== Your task ==
In the listing beneath this line, copy exactly the lines starting with the one containing "Task: locate the blue" and going on through the one containing "Task: locate the thick".
*** Opening of Given data ***
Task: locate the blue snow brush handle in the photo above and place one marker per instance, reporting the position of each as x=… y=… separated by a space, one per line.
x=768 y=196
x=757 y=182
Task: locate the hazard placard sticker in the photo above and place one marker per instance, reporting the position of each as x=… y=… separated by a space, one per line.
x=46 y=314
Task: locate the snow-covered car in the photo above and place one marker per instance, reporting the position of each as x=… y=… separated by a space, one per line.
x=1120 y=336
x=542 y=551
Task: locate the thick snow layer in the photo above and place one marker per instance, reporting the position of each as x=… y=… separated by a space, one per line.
*** Close of Given data ***
*** Opening of Given data ***
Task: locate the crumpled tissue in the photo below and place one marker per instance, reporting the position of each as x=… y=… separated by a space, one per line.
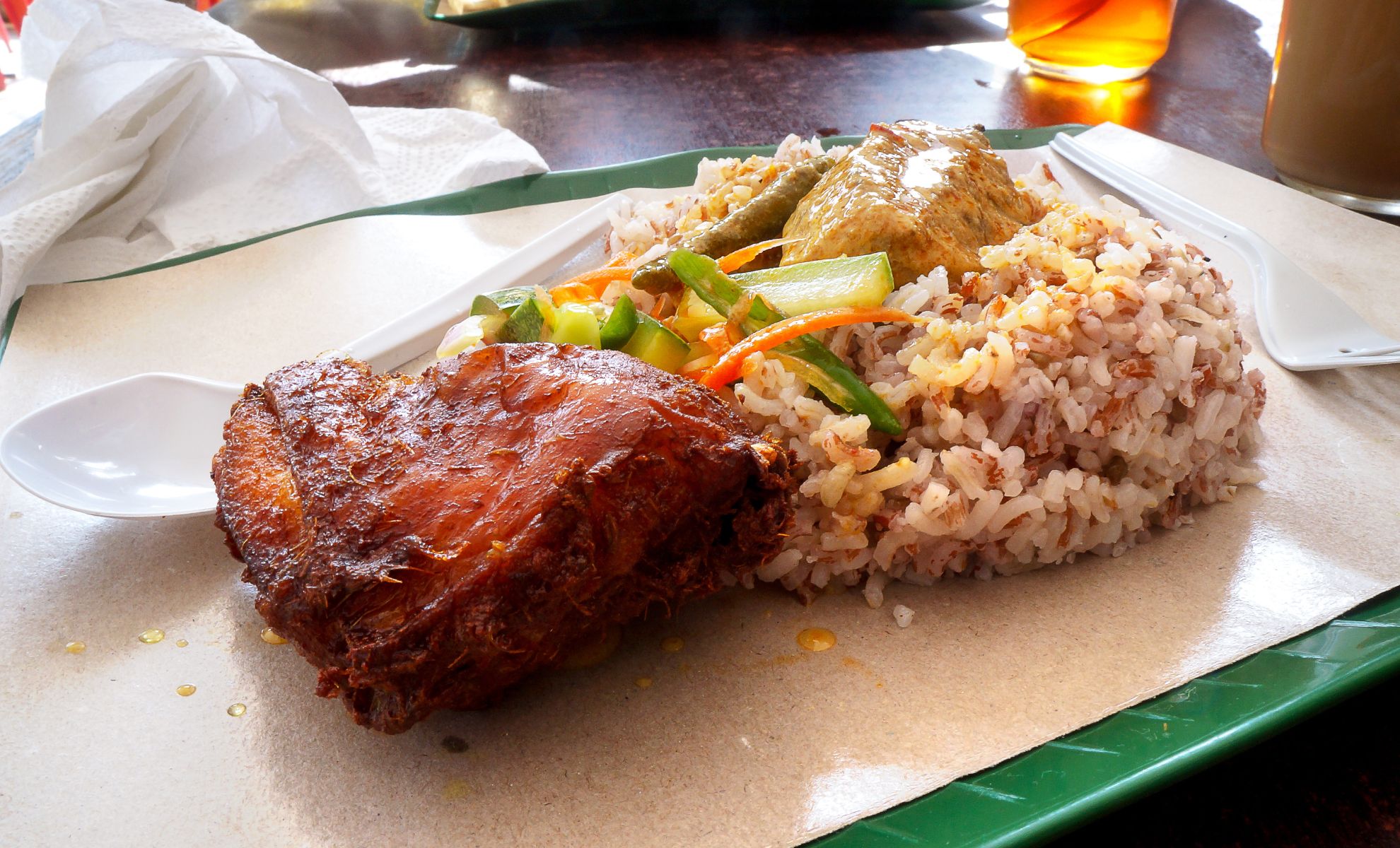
*** Close of Given data ***
== Expected answer ==
Task: locate the blue snow brush handle in the photo above and place one marker per instance, reporting the position of each as x=… y=… separated by a space, one per line.
x=768 y=196
x=757 y=182
Task: locate the hazard placard sticker in the photo above and place one marker per instance, reporting the position of each as x=… y=… separated by a space, one per line.
x=46 y=314
Task: locate the snow-covered car in the photo above and place one marker per instance, reporting the position of each as x=… y=… separated by a space, one per line.
x=1120 y=336
x=542 y=551
Task: locate the thick snow layer in the photo above and place one marker per instance, reporting the position of each as x=… y=… separated by a space, one per line.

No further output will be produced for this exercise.